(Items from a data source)

*** Begin section ***

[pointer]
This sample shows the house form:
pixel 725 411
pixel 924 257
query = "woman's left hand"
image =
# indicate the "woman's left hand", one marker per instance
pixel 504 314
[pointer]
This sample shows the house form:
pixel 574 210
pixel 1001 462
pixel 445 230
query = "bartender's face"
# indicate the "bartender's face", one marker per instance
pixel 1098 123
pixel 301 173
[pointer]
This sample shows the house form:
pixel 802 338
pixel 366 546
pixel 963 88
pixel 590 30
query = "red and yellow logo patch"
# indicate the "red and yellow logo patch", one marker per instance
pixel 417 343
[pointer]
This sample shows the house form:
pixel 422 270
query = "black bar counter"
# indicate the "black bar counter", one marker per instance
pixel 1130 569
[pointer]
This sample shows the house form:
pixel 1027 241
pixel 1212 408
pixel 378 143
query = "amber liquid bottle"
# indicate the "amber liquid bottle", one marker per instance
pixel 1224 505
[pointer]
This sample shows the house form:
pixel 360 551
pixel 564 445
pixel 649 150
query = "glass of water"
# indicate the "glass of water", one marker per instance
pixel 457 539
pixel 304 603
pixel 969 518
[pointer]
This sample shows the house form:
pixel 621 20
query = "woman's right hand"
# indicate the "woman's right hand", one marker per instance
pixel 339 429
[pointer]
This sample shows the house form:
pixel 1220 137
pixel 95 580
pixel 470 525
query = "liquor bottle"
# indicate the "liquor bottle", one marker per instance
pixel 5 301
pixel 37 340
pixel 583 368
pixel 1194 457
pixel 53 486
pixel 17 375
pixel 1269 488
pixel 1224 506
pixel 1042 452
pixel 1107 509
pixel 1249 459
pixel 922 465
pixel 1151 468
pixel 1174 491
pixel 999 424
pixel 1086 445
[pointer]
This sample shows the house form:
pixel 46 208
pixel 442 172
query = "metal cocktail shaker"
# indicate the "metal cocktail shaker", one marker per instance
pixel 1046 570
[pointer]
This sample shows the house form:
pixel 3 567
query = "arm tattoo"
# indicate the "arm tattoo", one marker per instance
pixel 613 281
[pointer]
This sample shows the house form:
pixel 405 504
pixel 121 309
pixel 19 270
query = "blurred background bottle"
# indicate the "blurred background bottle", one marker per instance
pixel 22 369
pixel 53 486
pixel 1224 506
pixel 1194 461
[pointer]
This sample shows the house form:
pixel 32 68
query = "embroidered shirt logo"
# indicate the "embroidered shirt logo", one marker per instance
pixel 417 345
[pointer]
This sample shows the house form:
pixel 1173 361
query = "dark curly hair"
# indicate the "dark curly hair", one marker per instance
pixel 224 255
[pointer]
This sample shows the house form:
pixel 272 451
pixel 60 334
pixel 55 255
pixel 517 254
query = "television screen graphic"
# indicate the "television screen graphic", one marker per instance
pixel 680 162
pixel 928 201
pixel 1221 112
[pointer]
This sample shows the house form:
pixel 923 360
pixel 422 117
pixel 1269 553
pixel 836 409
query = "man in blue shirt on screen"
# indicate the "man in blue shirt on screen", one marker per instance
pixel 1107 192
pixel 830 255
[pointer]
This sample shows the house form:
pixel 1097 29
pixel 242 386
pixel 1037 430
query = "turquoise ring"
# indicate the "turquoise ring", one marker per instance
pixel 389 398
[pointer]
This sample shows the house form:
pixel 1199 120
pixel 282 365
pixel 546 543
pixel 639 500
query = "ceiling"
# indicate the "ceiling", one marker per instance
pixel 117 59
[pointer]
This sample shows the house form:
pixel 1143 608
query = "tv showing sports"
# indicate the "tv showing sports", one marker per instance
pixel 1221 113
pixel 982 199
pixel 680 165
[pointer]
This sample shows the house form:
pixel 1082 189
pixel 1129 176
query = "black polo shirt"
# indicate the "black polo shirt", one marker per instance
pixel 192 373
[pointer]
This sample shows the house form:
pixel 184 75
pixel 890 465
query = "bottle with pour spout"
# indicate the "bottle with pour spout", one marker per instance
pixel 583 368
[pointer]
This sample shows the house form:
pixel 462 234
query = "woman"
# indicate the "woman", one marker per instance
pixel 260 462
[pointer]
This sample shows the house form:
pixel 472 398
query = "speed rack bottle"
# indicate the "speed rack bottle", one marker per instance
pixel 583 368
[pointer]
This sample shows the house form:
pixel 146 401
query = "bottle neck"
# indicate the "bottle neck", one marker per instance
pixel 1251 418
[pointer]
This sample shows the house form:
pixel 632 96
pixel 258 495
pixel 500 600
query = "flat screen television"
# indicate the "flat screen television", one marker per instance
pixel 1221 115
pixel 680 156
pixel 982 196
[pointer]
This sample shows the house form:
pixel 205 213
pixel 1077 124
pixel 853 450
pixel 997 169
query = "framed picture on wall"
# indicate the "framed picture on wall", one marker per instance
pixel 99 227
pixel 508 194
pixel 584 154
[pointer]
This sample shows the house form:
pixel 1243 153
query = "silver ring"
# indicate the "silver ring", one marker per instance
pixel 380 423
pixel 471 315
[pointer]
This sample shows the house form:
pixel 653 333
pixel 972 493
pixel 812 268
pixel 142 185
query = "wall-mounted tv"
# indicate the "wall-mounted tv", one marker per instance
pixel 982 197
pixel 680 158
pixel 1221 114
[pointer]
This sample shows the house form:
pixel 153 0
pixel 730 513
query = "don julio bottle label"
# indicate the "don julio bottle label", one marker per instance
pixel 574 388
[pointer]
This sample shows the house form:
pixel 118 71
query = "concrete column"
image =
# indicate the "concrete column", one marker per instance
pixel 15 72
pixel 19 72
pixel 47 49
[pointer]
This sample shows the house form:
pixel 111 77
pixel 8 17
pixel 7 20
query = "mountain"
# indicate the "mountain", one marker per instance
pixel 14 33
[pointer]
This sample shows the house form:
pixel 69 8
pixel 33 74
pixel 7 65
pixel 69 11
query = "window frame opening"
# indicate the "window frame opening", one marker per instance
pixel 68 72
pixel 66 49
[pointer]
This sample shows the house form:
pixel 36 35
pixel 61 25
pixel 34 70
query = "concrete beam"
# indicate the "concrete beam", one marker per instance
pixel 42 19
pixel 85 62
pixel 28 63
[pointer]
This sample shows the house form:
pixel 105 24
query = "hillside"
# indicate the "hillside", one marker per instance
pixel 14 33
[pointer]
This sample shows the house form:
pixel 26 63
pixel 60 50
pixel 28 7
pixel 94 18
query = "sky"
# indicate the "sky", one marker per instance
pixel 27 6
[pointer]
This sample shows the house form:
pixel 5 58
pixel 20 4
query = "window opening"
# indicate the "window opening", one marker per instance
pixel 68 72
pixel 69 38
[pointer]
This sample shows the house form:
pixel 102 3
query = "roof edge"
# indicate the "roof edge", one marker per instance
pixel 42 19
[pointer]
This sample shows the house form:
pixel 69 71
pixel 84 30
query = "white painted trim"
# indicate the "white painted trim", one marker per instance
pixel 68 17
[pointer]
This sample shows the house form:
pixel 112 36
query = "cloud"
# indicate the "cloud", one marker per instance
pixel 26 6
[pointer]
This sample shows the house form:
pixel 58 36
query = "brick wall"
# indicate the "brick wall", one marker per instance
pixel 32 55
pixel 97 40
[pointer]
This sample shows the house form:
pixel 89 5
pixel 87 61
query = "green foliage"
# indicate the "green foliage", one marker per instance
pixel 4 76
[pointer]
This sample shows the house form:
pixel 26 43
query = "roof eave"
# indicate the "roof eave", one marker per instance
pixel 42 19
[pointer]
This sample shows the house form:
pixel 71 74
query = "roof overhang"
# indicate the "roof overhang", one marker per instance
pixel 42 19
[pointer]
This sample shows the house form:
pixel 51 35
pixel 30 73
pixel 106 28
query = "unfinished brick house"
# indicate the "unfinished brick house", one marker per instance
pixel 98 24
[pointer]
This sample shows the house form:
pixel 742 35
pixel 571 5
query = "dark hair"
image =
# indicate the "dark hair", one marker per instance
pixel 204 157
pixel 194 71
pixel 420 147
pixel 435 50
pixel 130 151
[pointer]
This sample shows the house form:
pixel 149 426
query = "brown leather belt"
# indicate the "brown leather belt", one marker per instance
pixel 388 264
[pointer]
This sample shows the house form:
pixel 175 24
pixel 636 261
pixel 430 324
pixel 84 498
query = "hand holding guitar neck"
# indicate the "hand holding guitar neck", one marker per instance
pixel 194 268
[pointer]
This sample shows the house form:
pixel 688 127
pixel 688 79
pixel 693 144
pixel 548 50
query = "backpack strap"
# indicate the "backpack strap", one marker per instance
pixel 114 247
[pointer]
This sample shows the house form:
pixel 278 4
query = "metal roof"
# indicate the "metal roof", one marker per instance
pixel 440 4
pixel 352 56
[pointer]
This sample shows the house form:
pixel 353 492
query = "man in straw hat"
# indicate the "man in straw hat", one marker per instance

*** End section ***

Each line from the top of the entries above through the line containing "pixel 590 30" must be transcribed exactly, and no other line may appear.

ANSWER FOR THIS EXERCISE>
[pointer]
This sample shows the house form:
pixel 725 411
pixel 924 257
query = "woman's left hand"
image =
# indicate the "woman's left hand", one marker per instance
pixel 504 314
[pointer]
This sample shows the house form:
pixel 574 210
pixel 1001 462
pixel 445 230
query = "bartender's face"
# indicate the "bartender's face", one marker per instance
pixel 1098 123
pixel 301 173
[pointer]
This sample shows the house form:
pixel 802 338
pixel 366 546
pixel 963 88
pixel 590 30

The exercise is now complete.